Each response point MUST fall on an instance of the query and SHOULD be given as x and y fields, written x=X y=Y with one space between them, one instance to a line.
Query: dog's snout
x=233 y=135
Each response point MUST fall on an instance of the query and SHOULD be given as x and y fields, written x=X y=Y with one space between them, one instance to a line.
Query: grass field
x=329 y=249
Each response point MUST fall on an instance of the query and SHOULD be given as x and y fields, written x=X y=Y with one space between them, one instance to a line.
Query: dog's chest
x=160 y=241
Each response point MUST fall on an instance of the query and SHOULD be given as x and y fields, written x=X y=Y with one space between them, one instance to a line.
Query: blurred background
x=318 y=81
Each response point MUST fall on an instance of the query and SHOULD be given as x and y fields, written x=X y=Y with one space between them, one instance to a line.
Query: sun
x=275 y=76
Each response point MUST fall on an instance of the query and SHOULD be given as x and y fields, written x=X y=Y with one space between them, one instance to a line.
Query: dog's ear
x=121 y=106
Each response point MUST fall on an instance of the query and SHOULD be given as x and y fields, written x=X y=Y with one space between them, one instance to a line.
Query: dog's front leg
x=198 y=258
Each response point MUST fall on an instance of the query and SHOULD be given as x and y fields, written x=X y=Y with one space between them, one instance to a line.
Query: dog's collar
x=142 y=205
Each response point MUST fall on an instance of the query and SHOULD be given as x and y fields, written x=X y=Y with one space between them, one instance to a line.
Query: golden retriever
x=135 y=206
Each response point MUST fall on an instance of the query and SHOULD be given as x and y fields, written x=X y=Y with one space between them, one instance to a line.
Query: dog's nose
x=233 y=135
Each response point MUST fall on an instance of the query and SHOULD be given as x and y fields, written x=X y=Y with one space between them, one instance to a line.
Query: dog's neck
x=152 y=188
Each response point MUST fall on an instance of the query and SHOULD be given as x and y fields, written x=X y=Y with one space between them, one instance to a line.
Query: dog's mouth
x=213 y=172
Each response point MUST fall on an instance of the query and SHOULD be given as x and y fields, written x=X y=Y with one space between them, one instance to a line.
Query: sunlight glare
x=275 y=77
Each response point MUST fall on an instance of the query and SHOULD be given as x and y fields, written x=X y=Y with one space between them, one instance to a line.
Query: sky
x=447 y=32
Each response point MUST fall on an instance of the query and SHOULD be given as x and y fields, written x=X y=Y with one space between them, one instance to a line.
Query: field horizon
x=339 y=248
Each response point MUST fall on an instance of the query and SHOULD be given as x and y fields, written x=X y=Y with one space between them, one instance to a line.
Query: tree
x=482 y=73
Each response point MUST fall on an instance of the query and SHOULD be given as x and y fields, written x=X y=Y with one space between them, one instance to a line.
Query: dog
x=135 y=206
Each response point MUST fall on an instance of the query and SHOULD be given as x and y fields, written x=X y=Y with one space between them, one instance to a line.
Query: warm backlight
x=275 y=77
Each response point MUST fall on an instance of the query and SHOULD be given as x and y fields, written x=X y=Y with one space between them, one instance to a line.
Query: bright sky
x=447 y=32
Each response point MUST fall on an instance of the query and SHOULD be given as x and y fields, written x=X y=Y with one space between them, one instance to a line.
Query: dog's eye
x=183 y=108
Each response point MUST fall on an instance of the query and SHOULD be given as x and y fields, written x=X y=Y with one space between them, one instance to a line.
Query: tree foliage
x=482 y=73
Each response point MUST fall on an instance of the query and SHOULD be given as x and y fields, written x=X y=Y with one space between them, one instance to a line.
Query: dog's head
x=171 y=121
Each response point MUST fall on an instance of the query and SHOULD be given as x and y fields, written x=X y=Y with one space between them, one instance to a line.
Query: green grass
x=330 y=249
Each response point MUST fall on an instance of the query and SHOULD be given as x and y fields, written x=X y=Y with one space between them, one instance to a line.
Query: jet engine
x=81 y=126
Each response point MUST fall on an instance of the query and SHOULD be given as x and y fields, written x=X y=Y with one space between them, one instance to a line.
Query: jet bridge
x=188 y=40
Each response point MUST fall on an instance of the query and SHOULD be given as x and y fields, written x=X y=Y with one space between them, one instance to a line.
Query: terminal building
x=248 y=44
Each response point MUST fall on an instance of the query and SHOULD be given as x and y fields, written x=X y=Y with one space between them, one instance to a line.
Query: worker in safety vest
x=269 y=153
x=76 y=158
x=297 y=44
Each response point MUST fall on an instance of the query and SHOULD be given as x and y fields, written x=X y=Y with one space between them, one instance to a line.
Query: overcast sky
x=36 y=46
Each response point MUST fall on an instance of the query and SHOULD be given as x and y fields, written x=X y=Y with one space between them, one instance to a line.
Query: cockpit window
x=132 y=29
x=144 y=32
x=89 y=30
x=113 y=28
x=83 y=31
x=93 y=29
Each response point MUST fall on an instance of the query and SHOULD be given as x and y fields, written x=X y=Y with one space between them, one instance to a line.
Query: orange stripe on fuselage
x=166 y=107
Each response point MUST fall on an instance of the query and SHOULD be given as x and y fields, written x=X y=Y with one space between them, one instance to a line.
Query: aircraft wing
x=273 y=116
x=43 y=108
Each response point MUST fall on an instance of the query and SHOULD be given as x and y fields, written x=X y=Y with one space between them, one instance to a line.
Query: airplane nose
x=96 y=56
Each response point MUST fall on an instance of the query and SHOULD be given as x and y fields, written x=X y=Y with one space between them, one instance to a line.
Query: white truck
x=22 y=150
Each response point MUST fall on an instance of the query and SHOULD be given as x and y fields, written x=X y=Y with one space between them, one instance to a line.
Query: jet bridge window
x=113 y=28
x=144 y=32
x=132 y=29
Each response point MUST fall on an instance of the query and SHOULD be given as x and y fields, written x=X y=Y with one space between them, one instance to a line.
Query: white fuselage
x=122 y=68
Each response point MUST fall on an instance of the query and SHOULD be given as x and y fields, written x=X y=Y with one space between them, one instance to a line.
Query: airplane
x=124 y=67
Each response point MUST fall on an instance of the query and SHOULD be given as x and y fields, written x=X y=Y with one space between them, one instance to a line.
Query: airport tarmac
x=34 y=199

===

_Instructions to follow_: Count the lines of the records that contain the string "fuselage", and give only that number.

_Response for this exercise_: 2